## WORK TO BE COMPLETED
List every line below that contains the string "light". Case counts.

***** RECORDS TO PROCESS *****

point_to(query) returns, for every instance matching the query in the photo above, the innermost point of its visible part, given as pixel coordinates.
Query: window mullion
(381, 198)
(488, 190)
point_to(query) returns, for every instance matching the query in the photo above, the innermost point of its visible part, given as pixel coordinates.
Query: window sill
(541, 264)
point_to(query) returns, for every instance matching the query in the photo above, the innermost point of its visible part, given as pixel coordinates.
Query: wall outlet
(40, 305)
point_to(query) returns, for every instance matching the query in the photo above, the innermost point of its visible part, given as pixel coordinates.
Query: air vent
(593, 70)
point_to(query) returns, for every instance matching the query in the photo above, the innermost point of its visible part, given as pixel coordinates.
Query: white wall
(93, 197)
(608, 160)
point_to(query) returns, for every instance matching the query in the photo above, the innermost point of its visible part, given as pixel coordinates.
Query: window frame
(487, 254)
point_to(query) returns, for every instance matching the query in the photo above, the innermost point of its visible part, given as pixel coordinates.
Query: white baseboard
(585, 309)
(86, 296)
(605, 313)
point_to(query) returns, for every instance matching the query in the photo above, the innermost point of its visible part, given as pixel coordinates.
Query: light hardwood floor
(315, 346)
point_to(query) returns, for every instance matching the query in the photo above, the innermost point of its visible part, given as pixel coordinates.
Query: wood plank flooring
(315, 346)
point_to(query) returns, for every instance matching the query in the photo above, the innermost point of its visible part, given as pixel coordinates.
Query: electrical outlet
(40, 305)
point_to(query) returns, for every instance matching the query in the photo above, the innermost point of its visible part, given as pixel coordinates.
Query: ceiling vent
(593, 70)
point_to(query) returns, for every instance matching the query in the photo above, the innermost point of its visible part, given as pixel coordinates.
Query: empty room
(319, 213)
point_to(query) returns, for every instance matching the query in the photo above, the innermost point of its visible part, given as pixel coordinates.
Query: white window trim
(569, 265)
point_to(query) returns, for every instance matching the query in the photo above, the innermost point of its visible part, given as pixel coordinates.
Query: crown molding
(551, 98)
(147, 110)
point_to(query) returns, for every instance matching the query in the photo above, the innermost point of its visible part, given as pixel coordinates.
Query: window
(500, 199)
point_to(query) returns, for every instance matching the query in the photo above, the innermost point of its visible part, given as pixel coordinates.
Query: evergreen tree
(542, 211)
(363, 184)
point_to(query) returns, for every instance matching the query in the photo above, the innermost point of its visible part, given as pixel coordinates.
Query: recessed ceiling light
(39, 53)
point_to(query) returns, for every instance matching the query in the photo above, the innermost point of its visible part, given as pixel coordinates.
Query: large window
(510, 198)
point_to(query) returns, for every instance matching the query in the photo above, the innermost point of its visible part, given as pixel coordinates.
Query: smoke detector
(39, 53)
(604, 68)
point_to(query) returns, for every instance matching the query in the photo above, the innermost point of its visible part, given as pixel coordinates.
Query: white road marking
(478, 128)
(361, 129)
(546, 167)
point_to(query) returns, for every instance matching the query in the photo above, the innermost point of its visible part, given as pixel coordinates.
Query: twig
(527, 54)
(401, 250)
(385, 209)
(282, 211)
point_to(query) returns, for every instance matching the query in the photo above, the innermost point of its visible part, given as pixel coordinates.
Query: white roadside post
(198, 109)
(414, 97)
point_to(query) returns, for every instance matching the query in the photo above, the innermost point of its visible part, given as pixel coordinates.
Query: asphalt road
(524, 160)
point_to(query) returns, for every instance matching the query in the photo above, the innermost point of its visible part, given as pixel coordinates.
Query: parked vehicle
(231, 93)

*****

## EXERCISE OUTPUT
Query: light hardwood floor
Query: recessed ceiling light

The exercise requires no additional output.